Recorded data:
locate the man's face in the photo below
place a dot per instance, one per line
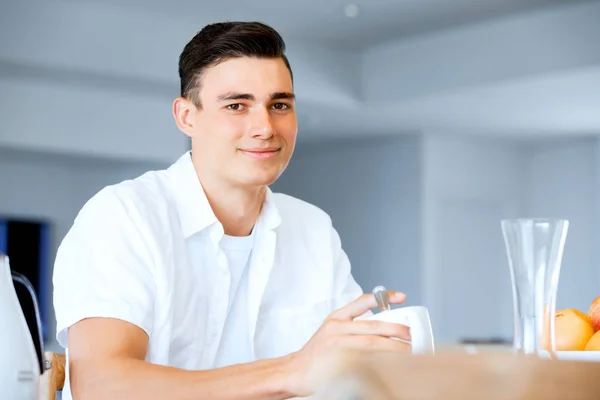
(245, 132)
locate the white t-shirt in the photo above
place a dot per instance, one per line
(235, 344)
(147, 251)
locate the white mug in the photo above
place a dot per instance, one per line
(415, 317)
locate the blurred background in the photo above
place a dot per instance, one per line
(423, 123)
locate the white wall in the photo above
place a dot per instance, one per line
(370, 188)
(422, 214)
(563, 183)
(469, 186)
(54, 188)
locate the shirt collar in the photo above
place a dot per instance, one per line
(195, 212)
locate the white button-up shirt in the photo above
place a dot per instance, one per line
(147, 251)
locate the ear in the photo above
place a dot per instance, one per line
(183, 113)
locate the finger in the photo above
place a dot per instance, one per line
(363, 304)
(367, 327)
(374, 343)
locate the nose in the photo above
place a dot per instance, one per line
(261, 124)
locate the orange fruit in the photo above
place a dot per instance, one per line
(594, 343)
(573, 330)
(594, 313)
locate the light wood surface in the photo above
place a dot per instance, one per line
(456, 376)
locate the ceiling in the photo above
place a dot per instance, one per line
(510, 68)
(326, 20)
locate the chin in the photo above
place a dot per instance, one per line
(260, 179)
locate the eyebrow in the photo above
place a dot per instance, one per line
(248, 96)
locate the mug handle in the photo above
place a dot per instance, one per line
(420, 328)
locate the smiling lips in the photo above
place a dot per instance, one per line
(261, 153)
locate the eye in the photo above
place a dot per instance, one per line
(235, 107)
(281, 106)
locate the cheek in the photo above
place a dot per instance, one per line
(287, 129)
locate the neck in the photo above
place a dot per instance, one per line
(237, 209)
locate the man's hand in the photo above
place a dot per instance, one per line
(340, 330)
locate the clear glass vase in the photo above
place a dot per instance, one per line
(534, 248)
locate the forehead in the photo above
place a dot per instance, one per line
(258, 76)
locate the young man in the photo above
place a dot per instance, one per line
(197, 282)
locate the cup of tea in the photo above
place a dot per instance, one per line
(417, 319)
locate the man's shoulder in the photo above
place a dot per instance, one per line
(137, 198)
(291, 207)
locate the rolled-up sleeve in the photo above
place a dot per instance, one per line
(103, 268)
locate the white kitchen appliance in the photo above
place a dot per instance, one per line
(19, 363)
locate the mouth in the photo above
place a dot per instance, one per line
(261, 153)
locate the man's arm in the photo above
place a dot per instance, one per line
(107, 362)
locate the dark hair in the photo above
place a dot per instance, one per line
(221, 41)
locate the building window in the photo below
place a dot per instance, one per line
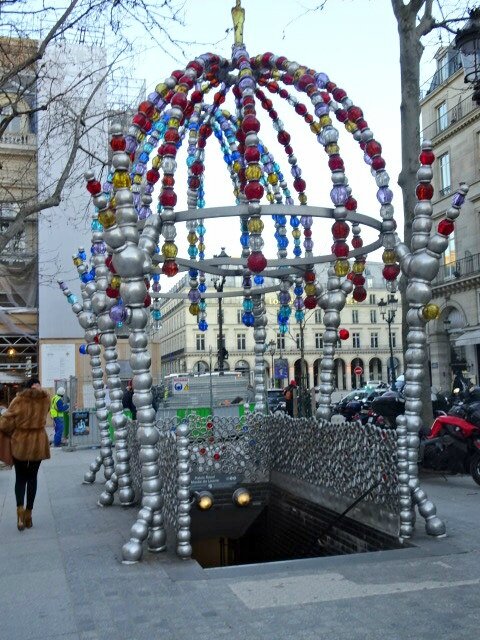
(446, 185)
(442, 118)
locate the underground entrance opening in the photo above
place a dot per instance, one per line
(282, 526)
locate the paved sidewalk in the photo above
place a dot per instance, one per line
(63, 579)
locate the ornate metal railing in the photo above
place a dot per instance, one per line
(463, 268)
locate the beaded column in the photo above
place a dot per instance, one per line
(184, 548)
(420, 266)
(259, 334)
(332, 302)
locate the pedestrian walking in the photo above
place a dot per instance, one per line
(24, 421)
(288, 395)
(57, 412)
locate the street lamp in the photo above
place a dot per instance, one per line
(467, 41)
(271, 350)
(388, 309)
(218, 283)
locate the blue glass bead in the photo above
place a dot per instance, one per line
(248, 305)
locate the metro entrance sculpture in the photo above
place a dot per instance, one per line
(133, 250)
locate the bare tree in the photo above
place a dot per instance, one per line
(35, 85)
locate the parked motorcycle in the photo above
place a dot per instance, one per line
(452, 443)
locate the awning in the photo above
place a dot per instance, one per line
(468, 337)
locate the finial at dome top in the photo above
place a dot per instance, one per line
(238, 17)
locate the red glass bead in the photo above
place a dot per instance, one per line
--
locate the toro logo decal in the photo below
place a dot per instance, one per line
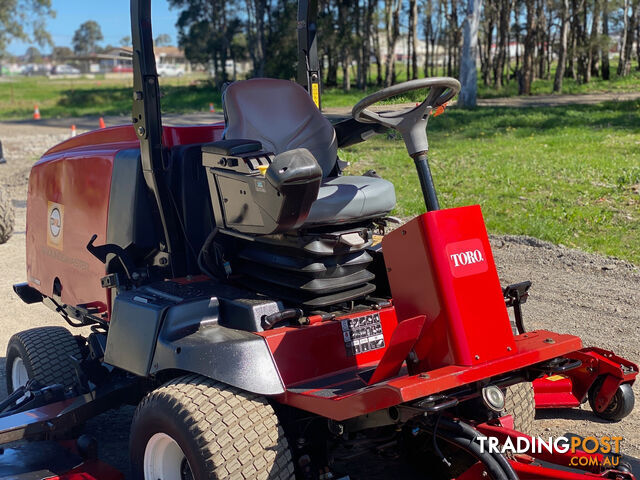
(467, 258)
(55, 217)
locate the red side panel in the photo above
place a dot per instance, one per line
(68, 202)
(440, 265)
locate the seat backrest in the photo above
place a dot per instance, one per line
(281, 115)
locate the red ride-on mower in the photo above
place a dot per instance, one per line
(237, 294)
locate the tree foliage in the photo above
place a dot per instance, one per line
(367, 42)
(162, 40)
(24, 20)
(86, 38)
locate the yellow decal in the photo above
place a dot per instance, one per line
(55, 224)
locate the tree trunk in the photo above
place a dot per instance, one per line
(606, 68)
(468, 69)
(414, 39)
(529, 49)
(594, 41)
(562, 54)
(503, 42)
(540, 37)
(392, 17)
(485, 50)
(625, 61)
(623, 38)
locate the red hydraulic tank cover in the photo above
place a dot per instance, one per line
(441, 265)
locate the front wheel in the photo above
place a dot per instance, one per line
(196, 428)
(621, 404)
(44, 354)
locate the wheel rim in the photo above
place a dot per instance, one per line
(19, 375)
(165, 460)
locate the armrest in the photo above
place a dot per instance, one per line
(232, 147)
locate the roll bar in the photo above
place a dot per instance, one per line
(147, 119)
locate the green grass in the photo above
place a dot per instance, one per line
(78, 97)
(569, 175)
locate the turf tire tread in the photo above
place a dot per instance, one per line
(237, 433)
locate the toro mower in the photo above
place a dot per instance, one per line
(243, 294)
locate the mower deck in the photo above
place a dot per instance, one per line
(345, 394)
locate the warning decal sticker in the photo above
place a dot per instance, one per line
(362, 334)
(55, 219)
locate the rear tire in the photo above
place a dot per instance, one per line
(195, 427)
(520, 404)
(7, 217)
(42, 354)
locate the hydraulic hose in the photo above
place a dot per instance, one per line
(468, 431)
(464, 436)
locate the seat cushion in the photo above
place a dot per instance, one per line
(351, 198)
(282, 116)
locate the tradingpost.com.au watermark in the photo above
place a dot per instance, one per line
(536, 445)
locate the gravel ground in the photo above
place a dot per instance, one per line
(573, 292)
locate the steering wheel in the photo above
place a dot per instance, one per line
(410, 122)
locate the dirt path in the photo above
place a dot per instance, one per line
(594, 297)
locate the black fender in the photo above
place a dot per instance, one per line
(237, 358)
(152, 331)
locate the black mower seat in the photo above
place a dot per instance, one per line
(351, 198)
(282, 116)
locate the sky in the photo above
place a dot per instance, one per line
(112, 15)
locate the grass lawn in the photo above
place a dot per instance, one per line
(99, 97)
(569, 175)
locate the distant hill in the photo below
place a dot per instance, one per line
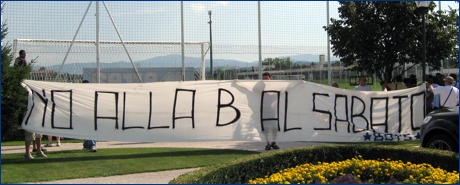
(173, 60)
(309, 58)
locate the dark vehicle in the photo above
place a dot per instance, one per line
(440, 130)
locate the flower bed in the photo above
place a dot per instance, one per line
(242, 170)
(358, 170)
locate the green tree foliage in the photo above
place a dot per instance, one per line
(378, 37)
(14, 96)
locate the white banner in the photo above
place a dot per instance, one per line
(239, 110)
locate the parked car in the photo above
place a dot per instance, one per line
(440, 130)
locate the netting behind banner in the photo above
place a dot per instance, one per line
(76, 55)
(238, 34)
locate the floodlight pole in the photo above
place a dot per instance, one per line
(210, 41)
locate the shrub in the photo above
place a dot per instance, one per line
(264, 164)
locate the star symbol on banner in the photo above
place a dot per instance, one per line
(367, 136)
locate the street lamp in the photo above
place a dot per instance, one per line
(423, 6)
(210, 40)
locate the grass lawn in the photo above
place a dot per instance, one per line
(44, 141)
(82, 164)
---
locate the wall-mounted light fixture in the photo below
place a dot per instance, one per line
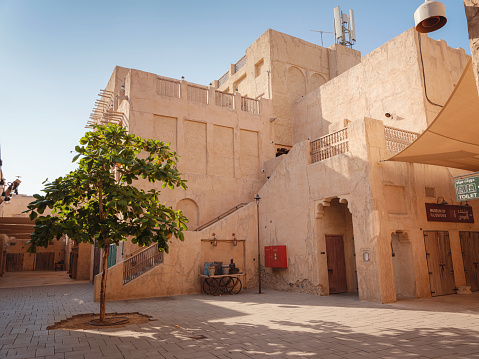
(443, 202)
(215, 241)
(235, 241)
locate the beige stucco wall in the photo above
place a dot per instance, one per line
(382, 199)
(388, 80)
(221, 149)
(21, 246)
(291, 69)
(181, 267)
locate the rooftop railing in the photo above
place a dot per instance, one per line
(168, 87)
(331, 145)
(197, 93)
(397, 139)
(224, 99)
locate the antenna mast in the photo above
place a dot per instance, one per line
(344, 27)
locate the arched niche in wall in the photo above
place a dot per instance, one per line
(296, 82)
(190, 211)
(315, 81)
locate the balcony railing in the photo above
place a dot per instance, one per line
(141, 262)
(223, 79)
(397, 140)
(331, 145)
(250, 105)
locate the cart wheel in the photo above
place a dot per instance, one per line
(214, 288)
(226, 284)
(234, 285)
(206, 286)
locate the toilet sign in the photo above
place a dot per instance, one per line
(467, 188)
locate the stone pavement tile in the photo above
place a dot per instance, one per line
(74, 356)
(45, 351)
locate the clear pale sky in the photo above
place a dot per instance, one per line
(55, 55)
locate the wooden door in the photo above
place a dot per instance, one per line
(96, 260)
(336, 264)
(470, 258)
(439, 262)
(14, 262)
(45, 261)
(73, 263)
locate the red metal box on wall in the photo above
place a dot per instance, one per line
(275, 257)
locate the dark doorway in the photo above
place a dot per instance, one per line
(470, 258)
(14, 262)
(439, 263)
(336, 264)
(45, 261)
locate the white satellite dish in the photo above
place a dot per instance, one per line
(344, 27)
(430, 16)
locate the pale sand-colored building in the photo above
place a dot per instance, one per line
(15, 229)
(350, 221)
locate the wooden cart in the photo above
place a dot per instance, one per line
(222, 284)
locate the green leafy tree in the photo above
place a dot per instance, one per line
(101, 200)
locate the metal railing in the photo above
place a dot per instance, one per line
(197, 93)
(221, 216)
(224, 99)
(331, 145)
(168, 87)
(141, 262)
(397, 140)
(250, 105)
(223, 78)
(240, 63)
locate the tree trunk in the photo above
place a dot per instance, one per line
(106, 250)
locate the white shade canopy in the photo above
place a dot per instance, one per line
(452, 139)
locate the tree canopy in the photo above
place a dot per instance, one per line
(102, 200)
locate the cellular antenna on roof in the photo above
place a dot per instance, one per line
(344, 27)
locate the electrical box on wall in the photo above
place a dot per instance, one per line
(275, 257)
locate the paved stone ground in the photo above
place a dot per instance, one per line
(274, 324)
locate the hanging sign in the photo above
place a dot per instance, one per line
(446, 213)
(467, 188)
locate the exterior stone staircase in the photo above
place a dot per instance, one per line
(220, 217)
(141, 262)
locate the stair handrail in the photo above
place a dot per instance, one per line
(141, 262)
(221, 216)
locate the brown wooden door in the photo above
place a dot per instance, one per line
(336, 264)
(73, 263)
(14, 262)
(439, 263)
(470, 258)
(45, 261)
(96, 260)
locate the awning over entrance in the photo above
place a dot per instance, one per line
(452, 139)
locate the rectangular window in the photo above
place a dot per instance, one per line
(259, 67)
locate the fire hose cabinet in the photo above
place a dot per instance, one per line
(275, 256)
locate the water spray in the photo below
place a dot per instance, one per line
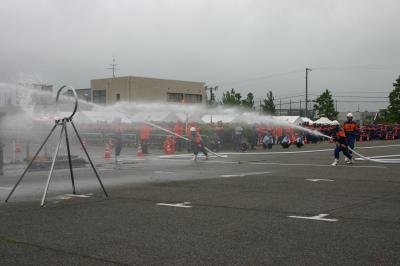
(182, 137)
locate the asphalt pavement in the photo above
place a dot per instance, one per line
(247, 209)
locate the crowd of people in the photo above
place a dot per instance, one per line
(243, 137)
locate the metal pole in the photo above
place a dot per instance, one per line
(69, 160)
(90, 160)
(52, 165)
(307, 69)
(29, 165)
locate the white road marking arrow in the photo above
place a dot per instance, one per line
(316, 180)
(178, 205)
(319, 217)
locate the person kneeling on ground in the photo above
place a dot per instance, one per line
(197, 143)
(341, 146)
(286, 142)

Instruction -> Copy out each line of the records above that has the word "wall" in it, matching upper and lower case exactly.

Correct result ->
locate the white wall in the photo above
locate the wall-mounted light fixture in the photo below
locate the beige stucco wall in the photo above
locate the arched niche in wall in the photo above
locate the red metal box on wall in the photo above
locate the electrical box on wall in the photo above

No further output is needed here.